**EXERCISES**
a: In the proof that SAT is NP-complete, how many variables and how many clauses does the formula have?
b: Translate this sentence from the proof that SAT is NP-complete into German: "All clause groups are satisfied by construction."

--- Begin SELECTED TEXT ---

Acceptance. At least one time \(t \leq p(n)\) has the machine in an accepting state: \[\bigvee_{t=0}^{p(n)} \text{state}[t][q_{\text{accept}}].\]

Correctness

  • Completeness. If \(M\) accepts \(x\) via some non-deterministic computation, set the variables to encode that computation. All clause groups are satisfied by construction.
  • Soundness. Any satisfying assignment encodes a sequence of configurations consistent with \(M\)’s transitions and starting from the correct initial configuration, ending in an accepting state. This is a valid accepting computation of \(M\) on \(x\).

Size and Constructibility

The formula has \(O(p(n)^2)\) variables and \(O(p(n)^2)\) clauses, so its size is polynomial in \(n\). It can be constructed in polynomial time given \(x\) and the description of \(M\).

Conclusion

Since \(L\) was an arbitrary NP problem, every NP problem reduces to SAT in polynomial time. Combined with SAT \(\in\) NP, this establishes that SAT is NP-complete.

References

Cook, Stephen A. 1971. “The Complexity of Theorem-Proving Procedures.” Proceedings of the Third Annual ACM Symposium on Theory of Computing - STOC ’71, STOC ’71, 151–58. https://doi.org/10.1145/800157.805047.

--- End SELECTED TEXT ---
--- Begin EXTRACTED RECORDS ---

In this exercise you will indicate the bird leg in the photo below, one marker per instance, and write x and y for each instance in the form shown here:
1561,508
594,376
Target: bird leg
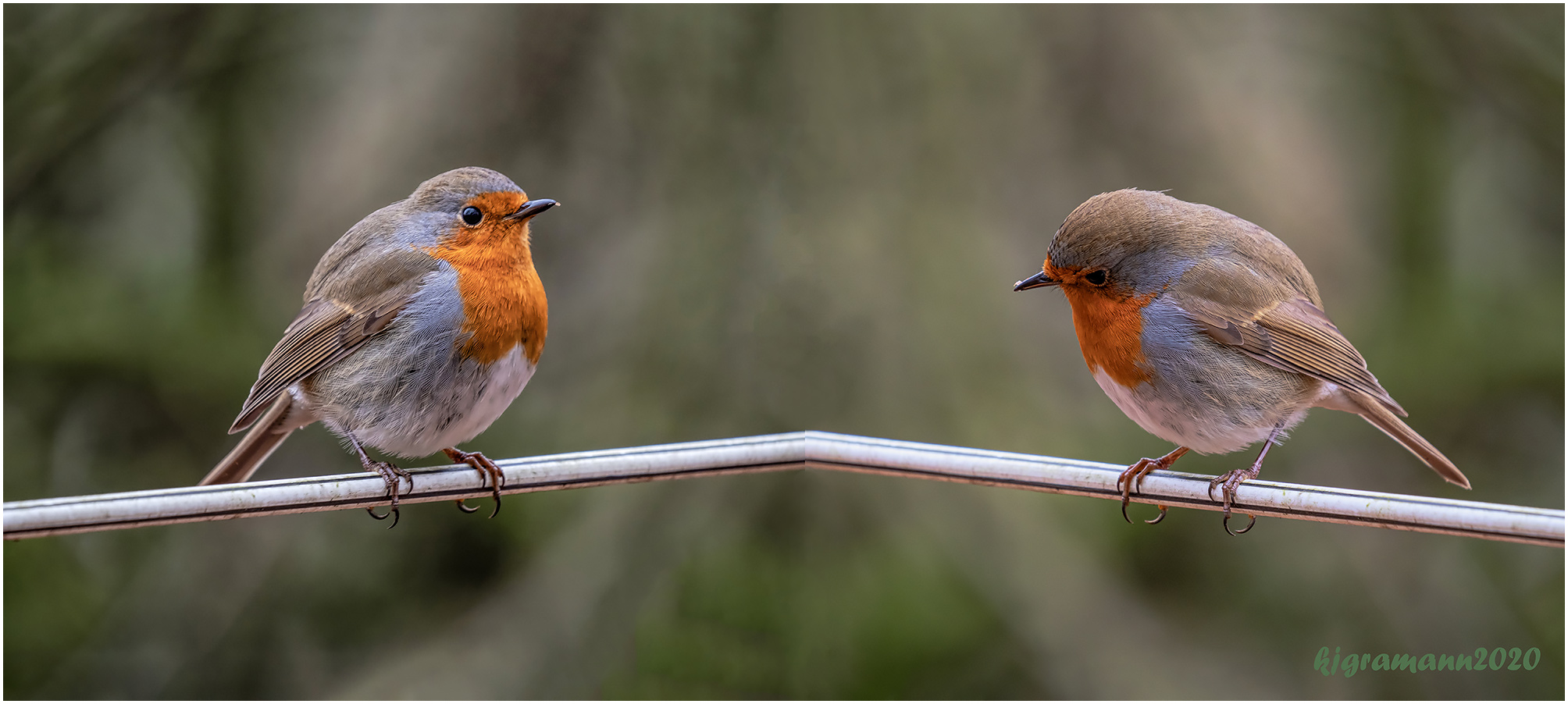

--- End EXTRACTED RECORDS ---
--- Begin EXTRACTED RECORDS ---

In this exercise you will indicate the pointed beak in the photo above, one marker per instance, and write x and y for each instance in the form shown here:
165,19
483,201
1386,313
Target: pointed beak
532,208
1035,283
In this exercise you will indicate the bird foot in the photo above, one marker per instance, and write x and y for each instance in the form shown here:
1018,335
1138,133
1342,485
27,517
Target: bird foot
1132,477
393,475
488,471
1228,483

--- End EXTRACTED RECORDS ---
--- Begin EXTRACTED RECORDS ---

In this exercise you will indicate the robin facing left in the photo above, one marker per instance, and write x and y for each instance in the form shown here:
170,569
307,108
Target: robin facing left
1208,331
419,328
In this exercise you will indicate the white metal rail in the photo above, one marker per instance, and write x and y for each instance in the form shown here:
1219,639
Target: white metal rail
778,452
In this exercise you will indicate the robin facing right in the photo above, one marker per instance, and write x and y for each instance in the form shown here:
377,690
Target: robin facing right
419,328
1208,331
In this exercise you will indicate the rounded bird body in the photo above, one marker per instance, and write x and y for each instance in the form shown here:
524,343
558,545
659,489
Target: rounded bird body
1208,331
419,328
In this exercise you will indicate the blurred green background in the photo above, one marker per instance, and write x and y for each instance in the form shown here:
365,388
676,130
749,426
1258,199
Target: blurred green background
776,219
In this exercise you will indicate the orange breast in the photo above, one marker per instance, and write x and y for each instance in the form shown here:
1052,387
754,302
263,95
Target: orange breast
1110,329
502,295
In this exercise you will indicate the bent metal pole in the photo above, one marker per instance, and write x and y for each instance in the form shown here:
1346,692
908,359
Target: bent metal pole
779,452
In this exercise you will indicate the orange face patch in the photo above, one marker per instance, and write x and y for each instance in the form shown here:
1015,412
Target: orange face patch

--- End EXTRACTED RECORDS ---

**ANSWERS FOR THE EXERCISE**
a: The formula has O(p(n)^2) variables and O(p(n)^2) clauses.

b: Alle Klauselgruppen sind konstruktionsbedingt erfüllt.